[Entries from a point annotation set]
****************

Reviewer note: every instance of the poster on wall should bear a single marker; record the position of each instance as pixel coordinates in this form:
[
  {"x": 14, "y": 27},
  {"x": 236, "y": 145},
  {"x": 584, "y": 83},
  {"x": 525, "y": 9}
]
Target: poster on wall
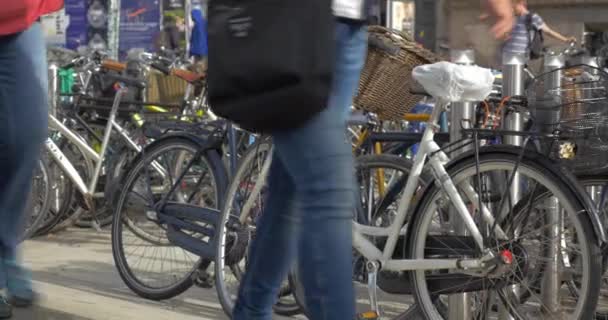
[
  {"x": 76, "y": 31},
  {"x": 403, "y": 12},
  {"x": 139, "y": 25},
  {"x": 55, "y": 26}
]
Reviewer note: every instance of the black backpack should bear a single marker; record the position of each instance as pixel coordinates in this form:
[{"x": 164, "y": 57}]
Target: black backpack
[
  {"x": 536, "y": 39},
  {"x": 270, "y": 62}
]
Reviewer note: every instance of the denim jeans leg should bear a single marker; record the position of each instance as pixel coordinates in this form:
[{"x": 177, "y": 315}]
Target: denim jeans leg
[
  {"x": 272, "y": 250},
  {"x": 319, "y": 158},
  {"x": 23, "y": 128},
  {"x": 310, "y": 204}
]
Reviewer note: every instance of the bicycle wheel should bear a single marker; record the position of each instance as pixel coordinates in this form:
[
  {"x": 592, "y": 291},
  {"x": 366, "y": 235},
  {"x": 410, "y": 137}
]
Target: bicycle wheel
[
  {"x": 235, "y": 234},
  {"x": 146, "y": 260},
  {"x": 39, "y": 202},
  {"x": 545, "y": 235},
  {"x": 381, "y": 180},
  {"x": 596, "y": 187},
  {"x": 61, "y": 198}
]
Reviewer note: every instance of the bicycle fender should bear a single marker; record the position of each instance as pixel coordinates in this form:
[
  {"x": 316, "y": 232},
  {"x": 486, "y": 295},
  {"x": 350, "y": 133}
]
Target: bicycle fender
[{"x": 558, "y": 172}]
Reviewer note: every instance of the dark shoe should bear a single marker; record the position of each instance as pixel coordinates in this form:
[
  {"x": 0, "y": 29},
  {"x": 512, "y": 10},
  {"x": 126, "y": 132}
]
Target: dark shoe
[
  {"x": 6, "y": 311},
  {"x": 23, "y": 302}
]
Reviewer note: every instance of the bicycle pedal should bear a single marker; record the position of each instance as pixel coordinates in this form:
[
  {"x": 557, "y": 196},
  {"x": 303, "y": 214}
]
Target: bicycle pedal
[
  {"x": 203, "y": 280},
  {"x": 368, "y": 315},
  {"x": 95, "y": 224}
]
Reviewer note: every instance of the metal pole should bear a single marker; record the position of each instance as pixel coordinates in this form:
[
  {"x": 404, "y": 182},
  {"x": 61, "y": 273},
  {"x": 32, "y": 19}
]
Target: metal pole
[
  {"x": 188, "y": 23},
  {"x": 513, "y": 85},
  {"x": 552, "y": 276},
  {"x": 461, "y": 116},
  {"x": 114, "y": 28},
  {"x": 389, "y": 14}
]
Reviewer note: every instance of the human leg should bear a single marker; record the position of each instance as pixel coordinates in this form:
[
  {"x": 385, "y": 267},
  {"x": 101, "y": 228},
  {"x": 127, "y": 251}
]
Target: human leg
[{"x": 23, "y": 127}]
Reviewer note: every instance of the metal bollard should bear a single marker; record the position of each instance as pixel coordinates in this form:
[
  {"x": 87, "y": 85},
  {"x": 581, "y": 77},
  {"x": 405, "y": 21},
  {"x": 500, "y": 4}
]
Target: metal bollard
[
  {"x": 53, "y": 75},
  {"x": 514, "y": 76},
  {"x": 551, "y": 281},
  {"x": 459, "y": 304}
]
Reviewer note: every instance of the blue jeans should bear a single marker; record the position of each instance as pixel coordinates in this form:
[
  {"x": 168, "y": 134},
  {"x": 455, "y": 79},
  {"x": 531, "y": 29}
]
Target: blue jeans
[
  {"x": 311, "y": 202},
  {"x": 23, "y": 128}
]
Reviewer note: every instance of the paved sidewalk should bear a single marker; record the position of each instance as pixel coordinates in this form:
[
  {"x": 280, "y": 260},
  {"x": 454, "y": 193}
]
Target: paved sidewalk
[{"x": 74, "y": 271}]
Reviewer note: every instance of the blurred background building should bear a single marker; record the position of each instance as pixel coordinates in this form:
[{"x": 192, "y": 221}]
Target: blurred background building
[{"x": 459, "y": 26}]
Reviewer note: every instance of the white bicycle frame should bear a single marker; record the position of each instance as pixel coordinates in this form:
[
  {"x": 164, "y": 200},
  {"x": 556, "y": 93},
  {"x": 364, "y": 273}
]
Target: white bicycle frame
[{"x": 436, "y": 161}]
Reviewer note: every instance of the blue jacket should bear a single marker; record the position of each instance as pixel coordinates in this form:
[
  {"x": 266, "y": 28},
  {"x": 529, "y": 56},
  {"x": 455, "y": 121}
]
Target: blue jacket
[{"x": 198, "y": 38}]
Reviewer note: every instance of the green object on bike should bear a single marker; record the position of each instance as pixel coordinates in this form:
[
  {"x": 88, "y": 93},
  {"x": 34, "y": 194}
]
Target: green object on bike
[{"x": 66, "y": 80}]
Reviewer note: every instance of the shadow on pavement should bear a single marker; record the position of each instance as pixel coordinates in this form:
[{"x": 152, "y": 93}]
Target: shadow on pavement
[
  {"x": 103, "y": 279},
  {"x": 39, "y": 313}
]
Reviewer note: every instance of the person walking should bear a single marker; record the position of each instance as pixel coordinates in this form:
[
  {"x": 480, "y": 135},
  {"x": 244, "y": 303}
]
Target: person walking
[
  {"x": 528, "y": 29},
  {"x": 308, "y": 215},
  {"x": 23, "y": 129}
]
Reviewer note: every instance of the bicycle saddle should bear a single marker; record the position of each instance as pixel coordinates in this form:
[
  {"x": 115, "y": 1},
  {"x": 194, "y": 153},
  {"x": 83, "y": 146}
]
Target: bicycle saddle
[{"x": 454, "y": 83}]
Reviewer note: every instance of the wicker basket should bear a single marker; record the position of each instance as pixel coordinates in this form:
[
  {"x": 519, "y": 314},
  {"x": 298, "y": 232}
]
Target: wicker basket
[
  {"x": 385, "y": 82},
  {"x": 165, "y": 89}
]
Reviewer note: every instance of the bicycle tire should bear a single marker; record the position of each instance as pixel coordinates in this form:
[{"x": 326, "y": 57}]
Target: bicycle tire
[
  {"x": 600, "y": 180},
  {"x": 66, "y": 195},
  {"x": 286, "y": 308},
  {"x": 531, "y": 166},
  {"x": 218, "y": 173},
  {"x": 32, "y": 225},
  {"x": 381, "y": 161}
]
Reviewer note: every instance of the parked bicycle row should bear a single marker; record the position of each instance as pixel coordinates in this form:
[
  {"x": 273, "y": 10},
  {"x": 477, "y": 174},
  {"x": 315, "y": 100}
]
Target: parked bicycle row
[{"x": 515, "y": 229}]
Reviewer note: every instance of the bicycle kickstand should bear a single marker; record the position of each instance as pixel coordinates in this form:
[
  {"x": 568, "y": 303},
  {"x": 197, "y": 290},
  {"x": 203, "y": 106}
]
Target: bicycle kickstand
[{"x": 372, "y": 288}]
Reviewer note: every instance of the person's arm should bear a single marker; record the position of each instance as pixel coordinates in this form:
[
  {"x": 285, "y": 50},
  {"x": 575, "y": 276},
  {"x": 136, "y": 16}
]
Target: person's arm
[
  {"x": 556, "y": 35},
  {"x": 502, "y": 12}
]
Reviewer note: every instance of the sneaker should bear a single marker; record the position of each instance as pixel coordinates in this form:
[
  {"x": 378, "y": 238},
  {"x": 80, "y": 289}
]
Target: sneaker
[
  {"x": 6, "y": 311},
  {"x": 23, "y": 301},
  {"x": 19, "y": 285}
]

****************

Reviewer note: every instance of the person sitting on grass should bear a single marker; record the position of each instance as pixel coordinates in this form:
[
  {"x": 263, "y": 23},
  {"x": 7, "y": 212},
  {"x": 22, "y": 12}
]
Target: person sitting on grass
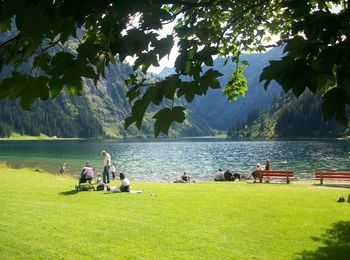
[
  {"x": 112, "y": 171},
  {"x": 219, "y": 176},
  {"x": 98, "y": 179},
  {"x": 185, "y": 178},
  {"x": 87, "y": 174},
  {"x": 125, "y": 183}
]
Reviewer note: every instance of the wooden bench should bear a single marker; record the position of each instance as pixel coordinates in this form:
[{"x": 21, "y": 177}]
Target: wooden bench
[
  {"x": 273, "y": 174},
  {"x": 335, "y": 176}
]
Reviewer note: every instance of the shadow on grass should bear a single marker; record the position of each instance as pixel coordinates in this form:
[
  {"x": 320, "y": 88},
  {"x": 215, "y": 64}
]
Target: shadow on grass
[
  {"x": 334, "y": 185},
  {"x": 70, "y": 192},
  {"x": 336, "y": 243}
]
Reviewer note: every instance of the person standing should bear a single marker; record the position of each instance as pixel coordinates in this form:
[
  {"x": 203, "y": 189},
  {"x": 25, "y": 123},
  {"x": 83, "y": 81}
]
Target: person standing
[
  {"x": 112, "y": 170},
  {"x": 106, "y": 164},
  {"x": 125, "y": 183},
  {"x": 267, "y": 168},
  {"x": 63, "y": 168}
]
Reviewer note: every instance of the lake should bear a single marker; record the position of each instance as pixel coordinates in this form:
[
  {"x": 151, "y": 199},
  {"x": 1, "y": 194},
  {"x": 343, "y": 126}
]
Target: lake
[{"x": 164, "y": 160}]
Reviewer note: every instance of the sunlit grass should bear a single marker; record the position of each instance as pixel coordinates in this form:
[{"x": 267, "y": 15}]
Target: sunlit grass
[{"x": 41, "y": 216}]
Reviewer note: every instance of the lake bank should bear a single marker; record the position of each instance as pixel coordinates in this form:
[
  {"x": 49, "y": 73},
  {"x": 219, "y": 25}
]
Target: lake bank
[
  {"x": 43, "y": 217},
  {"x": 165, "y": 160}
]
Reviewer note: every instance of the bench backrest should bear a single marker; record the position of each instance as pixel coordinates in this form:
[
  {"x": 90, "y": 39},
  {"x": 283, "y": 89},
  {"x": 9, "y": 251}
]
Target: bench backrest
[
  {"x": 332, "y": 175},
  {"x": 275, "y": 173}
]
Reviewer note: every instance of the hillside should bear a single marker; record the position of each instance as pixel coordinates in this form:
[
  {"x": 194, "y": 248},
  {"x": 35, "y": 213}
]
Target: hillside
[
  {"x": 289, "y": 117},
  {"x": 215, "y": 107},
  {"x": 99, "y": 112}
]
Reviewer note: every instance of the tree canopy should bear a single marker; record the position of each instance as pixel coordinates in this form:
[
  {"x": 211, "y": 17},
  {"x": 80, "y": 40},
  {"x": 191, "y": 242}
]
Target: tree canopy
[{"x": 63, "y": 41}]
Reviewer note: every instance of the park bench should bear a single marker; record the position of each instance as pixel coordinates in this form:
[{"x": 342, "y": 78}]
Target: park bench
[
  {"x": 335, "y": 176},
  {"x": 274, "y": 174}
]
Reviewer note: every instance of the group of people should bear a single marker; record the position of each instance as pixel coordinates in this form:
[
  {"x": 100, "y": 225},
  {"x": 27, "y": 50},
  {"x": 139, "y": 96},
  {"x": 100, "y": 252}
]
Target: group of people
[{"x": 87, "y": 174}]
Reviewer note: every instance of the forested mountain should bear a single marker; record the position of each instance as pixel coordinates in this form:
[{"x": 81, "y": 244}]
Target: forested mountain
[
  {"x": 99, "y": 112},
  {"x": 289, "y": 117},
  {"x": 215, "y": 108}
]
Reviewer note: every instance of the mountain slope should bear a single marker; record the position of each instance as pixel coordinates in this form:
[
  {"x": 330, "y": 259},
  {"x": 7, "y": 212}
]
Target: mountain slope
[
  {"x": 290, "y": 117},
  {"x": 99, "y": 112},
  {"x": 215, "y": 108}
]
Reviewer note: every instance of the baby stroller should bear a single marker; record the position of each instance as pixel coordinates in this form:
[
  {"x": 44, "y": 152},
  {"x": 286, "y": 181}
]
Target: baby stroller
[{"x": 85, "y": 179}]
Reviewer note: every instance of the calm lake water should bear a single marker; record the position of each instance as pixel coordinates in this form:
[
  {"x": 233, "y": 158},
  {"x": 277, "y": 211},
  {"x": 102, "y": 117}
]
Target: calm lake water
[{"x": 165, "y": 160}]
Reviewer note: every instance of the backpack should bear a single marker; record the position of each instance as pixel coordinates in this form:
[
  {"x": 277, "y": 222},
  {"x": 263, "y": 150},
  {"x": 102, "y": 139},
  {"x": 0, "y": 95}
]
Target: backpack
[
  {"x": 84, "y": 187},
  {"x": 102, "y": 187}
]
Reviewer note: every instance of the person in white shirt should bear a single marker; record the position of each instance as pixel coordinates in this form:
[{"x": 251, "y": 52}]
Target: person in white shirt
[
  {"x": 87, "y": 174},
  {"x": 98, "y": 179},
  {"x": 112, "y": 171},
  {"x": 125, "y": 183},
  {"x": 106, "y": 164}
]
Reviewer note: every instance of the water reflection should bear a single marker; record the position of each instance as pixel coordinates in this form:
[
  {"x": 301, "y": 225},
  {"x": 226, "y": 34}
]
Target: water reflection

****************

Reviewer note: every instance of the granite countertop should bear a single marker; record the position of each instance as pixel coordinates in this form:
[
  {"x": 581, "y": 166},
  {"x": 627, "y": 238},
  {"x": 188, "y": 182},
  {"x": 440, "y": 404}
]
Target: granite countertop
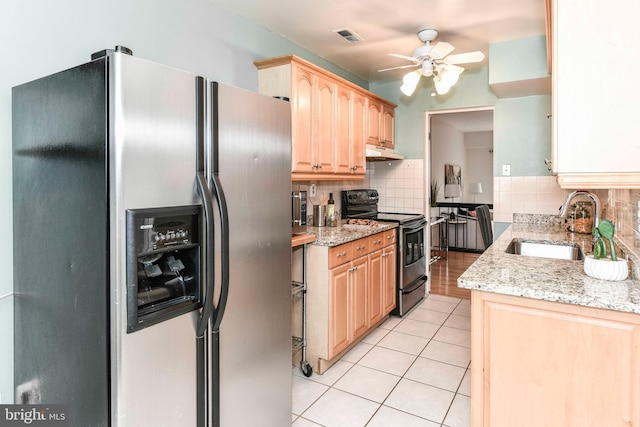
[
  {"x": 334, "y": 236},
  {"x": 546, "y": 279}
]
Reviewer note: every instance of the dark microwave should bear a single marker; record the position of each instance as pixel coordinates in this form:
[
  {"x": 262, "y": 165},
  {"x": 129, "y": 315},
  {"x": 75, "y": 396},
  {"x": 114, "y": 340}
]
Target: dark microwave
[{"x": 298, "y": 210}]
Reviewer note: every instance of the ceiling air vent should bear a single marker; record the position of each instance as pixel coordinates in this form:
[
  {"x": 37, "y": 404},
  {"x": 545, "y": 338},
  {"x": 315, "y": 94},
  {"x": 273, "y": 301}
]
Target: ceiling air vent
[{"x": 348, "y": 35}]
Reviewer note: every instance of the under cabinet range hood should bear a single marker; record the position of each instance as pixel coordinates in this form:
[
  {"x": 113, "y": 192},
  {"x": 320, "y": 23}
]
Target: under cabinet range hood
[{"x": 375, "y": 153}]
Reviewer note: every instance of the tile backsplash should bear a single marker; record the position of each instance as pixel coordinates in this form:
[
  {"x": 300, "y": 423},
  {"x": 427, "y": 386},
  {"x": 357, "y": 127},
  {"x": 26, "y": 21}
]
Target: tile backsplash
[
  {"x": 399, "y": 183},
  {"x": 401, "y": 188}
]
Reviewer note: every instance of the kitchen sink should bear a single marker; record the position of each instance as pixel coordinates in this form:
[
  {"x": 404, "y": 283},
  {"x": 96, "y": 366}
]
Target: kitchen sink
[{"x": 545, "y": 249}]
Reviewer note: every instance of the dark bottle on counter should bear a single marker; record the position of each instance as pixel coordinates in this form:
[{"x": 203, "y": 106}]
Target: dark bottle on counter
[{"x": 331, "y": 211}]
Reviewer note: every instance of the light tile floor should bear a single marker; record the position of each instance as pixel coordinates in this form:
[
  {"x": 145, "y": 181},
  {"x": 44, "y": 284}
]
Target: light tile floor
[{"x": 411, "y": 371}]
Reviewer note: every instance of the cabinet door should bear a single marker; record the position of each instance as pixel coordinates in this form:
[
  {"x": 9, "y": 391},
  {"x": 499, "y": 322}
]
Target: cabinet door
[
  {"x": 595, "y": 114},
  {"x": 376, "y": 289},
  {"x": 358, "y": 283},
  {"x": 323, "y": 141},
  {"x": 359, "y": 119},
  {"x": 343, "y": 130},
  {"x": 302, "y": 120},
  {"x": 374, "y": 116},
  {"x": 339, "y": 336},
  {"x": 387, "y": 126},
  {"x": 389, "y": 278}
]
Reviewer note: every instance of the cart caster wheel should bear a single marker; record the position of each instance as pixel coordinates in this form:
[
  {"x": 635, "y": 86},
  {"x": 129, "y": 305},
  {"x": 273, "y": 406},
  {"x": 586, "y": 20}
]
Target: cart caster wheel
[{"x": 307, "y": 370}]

****************

» **What the task requires**: Copy out every line of the material above that contains the string "wooden".

» **Exercise solution**:
Reviewer note: every instance of the wooden bench should bear a single marker; record the position of each instance as pixel coordinates in this form:
Target: wooden bench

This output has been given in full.